EXERCISE:
Select every line of the records below that contains the string "street", and copy each one out. Case counts.

** start RECORD LIST **

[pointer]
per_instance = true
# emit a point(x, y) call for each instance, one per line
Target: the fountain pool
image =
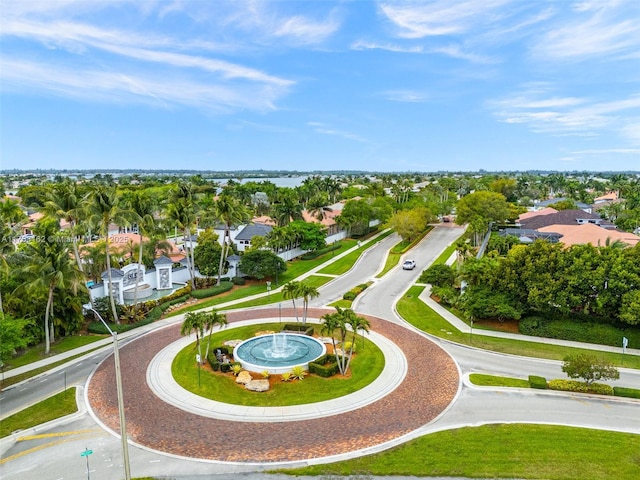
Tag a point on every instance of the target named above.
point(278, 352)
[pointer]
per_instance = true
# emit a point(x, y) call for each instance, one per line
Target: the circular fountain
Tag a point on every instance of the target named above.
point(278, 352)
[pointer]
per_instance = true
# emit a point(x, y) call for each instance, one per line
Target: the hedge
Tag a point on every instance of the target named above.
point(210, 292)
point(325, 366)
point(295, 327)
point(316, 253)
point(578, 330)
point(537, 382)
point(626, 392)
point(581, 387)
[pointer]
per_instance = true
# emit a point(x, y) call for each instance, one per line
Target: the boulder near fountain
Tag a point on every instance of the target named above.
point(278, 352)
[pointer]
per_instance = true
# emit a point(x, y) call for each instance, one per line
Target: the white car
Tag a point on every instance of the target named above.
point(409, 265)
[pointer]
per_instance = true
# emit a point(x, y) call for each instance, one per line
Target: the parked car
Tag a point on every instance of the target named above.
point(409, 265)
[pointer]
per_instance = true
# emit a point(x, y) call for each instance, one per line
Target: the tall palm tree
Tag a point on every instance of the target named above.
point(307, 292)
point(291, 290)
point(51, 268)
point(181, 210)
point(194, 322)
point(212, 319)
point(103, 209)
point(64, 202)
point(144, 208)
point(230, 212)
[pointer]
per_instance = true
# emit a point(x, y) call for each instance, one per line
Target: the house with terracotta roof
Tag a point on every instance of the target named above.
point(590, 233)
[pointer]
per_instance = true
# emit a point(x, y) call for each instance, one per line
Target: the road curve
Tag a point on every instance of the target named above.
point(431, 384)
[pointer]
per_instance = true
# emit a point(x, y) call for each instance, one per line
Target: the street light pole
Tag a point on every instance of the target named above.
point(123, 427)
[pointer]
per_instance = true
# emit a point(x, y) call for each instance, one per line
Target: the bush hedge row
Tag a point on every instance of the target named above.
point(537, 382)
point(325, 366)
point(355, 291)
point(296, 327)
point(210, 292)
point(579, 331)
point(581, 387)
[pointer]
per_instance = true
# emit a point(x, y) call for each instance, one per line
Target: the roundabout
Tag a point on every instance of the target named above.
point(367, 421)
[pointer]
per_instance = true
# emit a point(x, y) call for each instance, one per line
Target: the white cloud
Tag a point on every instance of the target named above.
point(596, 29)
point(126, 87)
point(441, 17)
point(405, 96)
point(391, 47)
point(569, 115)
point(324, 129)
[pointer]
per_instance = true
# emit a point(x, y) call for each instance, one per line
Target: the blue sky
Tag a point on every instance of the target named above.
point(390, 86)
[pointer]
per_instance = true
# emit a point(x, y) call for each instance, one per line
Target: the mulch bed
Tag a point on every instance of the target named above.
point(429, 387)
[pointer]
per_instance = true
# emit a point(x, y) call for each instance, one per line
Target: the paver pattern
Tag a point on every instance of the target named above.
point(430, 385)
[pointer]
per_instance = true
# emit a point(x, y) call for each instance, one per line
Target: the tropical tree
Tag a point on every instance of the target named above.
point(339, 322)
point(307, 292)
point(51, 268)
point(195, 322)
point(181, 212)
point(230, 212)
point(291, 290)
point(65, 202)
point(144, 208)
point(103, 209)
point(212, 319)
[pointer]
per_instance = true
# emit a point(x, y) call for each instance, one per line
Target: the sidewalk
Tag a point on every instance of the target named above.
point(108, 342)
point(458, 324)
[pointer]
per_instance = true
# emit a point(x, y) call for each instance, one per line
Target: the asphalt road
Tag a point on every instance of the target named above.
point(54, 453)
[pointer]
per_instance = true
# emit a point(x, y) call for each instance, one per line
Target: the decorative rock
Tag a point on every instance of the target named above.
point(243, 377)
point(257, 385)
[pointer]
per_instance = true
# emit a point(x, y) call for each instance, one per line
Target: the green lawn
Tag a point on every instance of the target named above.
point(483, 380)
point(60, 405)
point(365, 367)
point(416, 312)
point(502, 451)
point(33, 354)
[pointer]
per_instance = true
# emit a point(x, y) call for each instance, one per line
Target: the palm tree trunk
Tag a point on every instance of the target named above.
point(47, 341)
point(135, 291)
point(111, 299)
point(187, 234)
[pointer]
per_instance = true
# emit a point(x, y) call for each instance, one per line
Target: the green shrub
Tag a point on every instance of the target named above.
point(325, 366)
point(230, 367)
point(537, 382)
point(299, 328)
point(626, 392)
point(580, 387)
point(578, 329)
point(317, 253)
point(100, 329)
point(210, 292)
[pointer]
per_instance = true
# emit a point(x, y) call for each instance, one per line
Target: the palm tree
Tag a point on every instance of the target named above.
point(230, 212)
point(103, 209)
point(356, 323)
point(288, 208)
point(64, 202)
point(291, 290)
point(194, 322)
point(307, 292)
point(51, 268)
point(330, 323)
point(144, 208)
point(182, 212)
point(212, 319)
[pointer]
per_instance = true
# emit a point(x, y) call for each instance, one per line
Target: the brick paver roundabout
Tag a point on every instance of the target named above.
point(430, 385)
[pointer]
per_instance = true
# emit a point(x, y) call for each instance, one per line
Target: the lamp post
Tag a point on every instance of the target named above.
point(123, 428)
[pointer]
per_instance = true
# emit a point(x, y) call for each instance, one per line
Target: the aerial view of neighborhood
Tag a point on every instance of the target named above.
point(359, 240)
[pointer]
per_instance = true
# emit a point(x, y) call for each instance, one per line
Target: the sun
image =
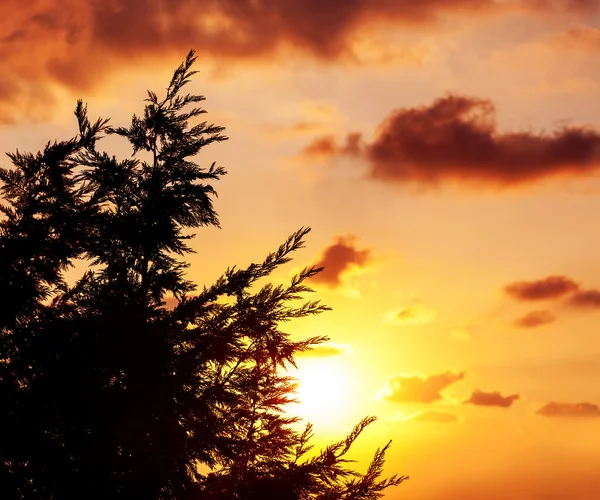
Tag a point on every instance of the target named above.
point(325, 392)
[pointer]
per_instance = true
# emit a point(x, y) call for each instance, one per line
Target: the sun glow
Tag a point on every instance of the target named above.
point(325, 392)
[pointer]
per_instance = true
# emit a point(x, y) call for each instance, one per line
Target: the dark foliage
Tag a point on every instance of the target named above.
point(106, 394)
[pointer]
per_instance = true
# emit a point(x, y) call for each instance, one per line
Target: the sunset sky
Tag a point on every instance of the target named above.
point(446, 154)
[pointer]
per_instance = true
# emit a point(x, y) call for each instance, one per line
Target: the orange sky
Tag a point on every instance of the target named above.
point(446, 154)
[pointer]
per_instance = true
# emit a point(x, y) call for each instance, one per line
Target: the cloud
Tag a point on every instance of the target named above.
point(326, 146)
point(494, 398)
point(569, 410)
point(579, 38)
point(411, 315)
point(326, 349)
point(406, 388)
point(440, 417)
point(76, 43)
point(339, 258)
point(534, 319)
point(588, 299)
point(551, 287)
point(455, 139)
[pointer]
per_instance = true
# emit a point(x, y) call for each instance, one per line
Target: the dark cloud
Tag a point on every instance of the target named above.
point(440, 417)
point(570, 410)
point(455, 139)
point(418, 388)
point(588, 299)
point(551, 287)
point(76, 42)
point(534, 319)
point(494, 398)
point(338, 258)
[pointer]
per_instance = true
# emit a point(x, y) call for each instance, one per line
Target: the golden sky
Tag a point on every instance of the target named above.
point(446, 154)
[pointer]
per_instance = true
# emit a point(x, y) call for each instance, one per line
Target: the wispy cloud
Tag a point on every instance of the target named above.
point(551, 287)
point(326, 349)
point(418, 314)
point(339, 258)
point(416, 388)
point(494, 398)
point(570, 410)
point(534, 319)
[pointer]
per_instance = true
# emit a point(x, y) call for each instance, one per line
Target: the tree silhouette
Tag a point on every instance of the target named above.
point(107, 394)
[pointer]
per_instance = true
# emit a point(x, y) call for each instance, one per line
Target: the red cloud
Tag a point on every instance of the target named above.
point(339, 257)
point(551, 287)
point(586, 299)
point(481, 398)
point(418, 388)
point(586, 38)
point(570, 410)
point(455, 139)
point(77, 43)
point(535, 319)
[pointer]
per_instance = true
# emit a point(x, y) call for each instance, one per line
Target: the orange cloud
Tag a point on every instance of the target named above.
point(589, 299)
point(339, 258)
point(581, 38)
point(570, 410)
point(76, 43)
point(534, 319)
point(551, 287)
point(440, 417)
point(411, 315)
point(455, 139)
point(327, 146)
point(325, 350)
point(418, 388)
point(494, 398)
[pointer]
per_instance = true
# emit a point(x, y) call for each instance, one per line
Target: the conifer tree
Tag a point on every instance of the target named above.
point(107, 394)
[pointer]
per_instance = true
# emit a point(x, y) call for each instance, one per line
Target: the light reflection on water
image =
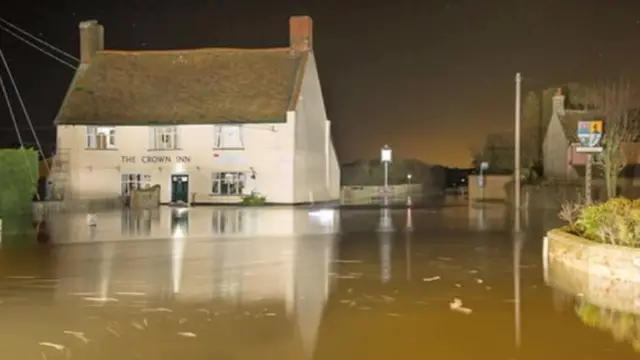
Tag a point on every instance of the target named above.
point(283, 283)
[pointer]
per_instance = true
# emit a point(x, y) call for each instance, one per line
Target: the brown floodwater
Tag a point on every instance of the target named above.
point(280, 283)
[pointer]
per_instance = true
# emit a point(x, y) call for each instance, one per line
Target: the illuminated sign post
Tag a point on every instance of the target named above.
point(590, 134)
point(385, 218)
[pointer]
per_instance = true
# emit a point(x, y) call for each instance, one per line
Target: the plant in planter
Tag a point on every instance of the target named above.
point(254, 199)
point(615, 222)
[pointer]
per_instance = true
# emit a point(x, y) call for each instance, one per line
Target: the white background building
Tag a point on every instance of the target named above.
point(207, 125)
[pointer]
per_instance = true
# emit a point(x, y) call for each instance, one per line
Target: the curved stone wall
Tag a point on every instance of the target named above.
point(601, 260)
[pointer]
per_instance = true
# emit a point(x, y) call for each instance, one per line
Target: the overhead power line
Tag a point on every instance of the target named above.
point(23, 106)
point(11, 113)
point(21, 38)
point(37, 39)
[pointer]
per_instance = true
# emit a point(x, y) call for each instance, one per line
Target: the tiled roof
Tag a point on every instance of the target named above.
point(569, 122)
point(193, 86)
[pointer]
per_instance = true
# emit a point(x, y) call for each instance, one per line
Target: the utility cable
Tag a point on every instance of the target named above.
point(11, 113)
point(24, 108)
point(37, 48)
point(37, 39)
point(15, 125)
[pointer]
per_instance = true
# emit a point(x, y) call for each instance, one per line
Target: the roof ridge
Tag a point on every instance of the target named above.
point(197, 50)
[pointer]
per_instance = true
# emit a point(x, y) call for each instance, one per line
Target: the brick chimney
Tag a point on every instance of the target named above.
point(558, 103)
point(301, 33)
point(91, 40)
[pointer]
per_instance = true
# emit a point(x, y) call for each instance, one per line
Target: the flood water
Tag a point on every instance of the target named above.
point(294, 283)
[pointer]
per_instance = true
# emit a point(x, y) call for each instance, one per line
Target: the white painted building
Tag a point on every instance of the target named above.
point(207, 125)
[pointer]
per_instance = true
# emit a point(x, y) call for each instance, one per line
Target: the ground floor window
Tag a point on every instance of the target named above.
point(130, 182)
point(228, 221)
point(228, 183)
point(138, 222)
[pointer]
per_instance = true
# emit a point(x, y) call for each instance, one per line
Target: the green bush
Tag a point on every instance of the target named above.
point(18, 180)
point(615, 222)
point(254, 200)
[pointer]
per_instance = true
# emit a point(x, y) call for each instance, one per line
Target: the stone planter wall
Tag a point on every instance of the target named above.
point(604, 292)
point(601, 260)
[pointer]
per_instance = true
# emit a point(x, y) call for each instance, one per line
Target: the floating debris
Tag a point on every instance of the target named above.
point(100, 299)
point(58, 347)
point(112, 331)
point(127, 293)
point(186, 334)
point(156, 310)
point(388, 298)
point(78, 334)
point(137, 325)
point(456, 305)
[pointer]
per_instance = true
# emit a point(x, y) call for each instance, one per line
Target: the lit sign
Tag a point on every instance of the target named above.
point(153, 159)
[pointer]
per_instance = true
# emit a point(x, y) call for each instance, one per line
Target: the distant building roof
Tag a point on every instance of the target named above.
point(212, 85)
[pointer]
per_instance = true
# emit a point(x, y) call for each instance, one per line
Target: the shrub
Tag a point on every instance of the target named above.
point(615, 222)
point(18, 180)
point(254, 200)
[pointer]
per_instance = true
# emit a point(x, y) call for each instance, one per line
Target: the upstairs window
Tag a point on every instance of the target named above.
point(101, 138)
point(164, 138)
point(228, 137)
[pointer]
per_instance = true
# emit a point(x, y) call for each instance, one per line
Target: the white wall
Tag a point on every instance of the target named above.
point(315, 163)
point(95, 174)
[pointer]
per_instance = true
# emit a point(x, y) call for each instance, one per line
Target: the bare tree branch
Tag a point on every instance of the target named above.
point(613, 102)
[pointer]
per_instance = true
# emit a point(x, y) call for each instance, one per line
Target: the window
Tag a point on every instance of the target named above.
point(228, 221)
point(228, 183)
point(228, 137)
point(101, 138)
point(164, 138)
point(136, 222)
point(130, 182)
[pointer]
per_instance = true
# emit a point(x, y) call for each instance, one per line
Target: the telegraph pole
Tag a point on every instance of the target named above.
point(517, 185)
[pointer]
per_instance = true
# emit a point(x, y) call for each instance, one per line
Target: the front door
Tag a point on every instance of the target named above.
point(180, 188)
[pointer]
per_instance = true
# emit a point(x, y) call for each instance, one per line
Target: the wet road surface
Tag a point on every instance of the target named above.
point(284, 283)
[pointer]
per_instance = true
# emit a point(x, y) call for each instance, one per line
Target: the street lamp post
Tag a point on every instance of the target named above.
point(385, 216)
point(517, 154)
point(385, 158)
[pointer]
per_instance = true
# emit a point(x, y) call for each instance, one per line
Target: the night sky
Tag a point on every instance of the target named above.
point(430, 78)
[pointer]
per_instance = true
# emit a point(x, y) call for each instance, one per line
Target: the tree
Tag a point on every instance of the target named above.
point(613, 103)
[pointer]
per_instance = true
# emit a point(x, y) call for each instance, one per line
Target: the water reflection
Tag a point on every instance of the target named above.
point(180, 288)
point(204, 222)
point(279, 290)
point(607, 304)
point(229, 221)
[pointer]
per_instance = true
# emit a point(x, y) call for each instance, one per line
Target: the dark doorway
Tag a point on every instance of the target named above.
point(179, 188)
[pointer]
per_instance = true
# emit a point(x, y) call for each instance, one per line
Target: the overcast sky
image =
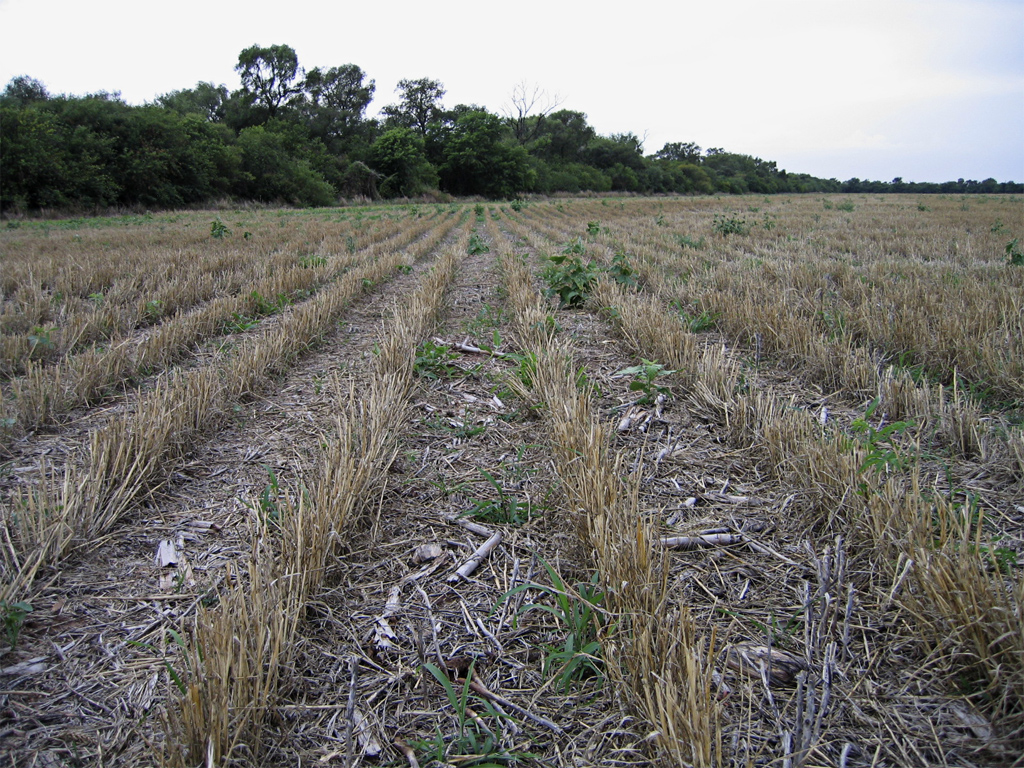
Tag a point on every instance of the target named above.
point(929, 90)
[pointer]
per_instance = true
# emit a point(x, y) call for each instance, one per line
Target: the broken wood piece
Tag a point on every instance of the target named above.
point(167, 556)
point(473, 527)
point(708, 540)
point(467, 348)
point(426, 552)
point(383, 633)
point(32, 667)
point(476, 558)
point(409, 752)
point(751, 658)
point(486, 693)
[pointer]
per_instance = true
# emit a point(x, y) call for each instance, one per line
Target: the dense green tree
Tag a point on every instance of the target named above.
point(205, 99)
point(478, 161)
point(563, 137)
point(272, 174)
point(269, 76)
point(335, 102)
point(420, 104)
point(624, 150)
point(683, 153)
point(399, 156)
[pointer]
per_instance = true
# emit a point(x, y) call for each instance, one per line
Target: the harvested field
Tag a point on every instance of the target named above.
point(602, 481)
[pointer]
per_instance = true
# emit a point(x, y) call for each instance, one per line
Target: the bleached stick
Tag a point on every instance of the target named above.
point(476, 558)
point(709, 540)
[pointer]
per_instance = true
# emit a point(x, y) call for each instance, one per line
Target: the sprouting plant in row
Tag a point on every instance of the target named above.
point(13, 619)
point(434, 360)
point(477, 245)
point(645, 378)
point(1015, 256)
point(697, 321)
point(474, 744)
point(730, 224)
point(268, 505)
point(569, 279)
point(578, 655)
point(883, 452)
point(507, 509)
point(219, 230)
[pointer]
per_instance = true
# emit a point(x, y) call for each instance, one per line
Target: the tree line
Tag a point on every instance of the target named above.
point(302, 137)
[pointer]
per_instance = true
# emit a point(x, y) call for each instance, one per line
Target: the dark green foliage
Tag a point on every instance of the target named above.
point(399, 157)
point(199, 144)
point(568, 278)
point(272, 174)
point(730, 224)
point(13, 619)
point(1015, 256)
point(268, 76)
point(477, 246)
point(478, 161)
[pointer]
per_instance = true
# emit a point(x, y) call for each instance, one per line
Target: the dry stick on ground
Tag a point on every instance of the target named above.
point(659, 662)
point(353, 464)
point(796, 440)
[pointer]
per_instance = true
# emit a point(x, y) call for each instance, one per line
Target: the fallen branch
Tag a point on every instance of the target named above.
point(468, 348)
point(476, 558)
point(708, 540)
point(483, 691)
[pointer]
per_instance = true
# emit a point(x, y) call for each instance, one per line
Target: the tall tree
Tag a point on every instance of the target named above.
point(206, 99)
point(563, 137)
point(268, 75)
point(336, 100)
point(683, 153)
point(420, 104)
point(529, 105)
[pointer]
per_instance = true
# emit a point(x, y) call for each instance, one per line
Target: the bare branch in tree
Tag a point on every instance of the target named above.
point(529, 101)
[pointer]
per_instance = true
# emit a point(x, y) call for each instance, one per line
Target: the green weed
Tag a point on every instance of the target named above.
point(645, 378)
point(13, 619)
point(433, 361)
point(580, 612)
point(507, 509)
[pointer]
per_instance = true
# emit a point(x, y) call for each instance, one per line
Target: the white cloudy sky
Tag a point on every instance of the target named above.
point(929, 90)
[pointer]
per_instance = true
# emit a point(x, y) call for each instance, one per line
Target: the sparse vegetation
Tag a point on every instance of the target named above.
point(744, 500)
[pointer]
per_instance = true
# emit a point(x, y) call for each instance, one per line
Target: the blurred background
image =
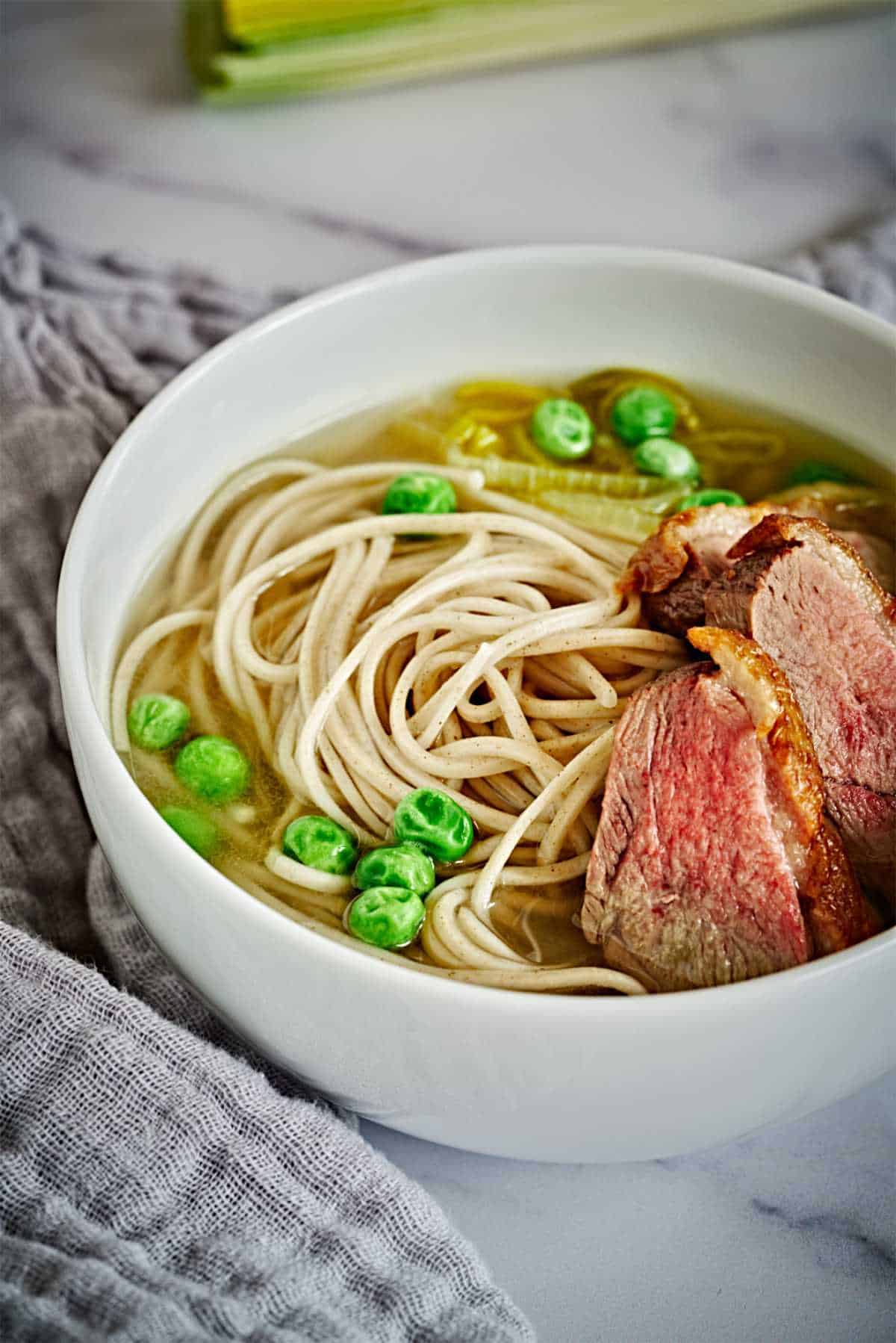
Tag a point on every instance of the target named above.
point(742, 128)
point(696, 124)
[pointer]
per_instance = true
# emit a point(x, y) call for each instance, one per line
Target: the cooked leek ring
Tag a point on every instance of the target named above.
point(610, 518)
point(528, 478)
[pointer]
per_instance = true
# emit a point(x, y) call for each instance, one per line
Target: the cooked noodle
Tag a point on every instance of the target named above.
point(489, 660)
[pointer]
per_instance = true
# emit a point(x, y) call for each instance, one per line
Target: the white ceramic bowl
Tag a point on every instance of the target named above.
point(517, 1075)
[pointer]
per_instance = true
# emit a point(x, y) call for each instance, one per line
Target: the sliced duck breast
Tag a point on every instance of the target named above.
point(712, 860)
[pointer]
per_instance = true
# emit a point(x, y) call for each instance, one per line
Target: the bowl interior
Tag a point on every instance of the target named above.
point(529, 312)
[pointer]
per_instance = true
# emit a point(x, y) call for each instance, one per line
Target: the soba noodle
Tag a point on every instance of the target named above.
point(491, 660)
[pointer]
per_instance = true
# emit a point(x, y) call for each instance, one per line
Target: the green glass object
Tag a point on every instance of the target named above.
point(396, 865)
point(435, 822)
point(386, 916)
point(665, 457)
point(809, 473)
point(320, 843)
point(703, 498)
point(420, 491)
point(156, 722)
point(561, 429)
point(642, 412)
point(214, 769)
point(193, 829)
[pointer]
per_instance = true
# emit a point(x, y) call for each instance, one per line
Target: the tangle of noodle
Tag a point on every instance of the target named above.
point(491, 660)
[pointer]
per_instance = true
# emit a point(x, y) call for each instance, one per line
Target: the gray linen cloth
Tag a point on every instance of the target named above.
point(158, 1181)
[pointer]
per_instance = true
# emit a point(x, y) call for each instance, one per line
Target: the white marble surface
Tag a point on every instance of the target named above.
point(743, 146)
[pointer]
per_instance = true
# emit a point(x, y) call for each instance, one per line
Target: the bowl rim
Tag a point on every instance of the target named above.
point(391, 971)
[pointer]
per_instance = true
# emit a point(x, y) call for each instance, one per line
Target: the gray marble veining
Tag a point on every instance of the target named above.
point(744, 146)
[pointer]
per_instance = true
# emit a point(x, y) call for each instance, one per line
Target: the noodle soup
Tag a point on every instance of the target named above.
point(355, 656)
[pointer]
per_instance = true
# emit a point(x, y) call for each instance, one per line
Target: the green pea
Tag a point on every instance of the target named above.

** end RECORD LIST **

FINAL RESULT:
Target: the street light pole
Target: the street lamp post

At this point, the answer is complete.